---------- Provided information

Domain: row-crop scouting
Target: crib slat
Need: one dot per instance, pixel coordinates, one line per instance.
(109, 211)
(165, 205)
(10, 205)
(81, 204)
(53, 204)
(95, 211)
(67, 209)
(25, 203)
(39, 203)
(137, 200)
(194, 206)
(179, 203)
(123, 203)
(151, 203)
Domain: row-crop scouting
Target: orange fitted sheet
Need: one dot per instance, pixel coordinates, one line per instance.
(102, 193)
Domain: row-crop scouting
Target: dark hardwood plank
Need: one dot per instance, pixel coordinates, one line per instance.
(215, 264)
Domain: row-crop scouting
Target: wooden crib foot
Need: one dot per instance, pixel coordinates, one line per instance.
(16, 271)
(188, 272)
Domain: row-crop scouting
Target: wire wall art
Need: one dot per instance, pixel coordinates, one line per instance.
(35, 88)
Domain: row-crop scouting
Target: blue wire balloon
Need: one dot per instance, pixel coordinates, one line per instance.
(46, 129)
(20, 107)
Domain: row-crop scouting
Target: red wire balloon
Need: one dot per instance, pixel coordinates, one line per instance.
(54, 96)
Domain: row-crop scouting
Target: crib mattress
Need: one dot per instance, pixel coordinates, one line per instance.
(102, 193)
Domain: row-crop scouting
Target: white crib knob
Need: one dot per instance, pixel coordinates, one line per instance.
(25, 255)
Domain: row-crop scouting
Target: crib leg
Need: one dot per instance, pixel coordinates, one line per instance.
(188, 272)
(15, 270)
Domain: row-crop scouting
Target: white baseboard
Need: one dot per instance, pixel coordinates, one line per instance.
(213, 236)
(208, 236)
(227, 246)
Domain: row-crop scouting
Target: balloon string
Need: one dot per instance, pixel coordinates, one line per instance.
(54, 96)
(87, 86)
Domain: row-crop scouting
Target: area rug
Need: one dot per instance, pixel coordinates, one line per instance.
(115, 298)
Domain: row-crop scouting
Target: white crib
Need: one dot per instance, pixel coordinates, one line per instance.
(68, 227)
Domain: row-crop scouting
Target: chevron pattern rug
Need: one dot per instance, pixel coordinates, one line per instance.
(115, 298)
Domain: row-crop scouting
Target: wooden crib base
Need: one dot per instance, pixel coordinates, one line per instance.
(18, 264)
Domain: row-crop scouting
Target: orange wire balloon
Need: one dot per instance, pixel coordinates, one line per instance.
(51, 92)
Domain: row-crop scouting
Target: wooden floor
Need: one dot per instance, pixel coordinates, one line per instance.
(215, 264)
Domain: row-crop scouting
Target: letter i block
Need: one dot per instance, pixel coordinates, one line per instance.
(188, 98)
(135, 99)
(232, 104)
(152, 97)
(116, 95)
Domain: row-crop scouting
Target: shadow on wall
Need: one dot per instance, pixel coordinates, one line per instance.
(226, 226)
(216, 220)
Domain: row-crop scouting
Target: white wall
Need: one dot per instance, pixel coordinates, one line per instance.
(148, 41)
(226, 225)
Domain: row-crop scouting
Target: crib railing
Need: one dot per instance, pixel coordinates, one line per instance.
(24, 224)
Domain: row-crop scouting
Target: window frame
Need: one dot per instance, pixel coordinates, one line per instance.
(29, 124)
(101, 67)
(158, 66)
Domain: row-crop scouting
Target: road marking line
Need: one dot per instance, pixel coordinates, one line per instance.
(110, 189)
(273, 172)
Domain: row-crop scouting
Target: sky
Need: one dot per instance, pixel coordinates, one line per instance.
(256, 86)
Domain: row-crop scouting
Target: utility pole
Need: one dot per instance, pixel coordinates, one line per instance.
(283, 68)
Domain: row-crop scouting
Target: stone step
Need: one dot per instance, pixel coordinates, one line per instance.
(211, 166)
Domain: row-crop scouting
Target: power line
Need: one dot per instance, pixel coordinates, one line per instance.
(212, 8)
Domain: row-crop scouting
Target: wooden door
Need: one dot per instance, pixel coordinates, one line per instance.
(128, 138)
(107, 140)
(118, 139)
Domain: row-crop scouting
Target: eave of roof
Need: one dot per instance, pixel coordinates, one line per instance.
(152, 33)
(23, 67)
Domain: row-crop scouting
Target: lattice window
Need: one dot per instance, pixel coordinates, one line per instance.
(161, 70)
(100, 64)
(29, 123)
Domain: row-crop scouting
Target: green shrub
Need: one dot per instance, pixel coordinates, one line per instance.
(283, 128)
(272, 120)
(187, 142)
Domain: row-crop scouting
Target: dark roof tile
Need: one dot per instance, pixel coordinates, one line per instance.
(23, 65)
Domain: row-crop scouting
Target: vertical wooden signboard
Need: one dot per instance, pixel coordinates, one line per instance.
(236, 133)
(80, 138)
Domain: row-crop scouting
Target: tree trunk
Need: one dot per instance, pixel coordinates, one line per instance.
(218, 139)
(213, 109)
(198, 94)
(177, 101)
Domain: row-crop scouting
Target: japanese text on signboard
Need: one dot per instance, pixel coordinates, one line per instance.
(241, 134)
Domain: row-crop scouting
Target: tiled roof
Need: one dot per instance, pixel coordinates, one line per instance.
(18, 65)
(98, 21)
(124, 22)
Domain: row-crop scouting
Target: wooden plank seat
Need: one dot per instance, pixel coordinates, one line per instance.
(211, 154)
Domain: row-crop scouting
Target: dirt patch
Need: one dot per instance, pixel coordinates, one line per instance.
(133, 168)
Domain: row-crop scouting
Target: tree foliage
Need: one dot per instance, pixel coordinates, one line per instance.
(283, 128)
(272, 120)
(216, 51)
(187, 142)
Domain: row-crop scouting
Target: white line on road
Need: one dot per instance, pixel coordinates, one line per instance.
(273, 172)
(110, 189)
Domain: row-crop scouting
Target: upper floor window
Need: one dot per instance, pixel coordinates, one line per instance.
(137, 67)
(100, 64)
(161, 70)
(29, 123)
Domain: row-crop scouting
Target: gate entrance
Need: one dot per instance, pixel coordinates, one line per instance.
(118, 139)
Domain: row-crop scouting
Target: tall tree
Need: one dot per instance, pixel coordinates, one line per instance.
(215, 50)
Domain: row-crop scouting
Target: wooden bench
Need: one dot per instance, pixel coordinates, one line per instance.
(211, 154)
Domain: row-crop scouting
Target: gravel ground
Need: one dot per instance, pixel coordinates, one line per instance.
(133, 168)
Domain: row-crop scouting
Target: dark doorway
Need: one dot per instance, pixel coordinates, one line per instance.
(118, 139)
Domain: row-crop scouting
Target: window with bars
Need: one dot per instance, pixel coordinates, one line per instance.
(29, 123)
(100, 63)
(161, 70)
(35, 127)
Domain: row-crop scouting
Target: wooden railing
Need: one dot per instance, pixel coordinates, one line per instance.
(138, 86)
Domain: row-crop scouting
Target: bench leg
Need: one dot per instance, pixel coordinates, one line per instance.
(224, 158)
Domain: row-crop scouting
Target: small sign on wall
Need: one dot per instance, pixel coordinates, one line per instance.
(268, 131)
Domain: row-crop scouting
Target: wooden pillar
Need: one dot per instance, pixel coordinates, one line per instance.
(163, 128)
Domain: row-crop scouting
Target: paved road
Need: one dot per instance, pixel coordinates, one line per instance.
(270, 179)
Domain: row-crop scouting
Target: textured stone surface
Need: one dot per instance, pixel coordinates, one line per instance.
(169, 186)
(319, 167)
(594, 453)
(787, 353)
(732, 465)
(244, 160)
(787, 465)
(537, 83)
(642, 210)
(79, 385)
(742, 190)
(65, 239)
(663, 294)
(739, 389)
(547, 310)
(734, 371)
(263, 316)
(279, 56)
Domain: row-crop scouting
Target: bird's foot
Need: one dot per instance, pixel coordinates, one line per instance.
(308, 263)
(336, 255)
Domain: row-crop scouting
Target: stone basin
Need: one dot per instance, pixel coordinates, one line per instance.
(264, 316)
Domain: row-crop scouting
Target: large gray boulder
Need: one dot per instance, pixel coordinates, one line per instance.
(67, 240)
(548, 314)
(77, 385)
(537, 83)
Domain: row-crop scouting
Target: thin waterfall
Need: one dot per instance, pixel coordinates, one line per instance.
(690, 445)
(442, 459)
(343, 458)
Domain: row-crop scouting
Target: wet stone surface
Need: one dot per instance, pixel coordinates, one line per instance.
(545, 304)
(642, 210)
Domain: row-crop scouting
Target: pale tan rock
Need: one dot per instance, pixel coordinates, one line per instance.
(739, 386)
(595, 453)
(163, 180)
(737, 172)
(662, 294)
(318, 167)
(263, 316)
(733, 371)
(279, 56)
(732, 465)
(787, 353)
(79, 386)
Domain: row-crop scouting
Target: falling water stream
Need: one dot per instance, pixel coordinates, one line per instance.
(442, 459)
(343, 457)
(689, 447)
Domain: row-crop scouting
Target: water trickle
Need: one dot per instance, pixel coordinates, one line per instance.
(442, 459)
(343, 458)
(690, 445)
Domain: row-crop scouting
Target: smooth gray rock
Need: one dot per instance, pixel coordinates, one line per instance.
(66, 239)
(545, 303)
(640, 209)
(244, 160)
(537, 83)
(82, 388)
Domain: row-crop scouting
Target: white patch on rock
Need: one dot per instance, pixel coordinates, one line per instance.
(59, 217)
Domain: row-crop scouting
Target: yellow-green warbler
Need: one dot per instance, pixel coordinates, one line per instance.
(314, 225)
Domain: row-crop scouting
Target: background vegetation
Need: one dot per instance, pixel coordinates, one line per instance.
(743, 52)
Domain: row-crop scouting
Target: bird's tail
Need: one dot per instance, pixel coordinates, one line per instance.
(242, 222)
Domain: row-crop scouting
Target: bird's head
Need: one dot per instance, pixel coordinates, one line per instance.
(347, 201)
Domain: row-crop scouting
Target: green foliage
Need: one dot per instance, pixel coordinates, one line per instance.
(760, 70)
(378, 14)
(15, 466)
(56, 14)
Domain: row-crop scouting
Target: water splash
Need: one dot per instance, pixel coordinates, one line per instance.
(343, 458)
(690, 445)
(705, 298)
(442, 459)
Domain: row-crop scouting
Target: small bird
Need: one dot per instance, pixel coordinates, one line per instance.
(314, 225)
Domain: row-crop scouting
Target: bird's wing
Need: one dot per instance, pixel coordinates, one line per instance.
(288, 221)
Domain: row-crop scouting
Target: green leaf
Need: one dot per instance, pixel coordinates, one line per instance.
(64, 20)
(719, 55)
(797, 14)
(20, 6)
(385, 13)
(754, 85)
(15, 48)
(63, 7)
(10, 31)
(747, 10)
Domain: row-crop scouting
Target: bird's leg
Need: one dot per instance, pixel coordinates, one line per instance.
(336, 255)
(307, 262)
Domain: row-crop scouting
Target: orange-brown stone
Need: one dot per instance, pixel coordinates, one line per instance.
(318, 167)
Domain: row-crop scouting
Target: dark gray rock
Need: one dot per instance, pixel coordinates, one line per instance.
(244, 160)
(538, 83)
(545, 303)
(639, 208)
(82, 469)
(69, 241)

--------------------
---------- Provided information

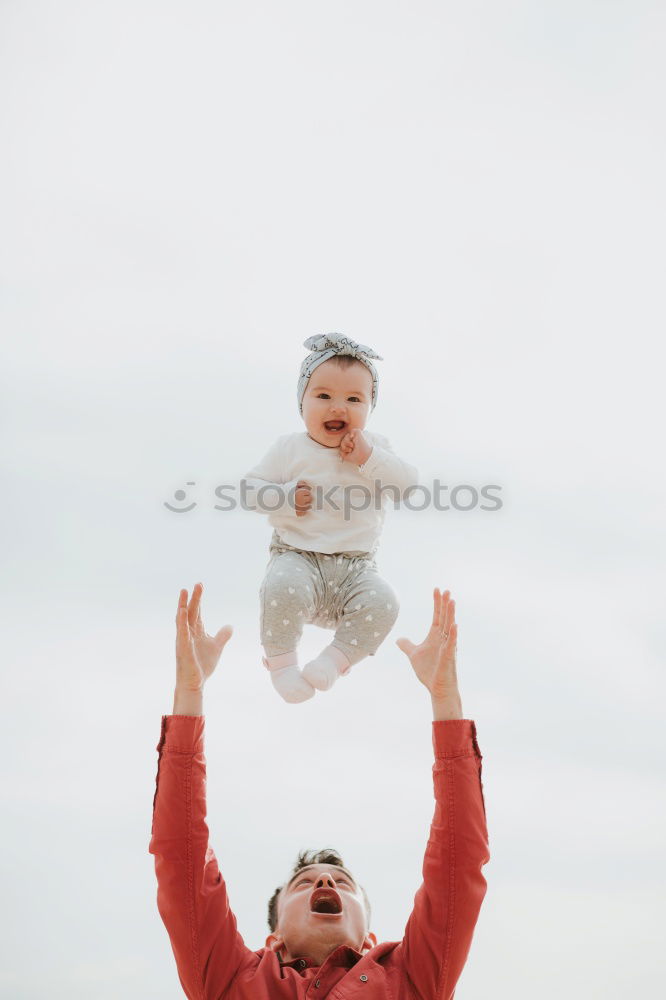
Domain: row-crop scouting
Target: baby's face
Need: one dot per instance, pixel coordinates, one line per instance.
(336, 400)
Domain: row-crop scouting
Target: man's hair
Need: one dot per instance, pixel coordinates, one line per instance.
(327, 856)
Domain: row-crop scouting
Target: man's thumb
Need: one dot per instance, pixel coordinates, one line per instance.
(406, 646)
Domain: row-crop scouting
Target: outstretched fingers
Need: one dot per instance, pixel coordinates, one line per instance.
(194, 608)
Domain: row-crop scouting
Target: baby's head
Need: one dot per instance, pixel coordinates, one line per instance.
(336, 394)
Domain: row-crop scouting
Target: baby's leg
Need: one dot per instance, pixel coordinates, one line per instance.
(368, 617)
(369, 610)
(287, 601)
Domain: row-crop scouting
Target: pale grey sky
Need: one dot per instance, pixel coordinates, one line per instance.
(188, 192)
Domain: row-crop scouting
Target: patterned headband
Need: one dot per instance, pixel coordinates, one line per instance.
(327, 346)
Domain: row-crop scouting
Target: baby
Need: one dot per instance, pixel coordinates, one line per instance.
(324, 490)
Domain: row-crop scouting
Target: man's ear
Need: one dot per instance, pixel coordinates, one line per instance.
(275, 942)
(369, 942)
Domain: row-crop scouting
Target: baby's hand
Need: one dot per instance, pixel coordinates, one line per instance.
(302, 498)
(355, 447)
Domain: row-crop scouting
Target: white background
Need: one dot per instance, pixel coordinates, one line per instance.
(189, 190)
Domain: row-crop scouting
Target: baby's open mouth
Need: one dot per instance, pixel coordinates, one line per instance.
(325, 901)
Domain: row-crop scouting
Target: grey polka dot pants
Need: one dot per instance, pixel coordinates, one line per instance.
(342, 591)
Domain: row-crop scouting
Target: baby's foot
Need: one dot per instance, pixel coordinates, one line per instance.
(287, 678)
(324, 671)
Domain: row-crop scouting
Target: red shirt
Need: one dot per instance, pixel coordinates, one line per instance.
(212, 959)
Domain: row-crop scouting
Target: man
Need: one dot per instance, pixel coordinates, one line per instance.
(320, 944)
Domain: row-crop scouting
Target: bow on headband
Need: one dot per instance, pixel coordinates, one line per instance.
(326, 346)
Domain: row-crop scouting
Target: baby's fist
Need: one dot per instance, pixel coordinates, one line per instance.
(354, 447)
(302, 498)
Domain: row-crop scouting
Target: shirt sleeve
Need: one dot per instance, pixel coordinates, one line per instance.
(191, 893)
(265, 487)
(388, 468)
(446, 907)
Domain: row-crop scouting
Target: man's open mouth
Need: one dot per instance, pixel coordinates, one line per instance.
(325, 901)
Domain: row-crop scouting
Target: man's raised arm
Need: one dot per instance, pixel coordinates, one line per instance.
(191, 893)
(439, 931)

--------------------

Exercise details
Extract every line of the data above that contains the string "orange", matching letter case exactly.

Solution to this task
Target: orange fitted sheet
Target: orange wire balloon
Target: orange-brown stone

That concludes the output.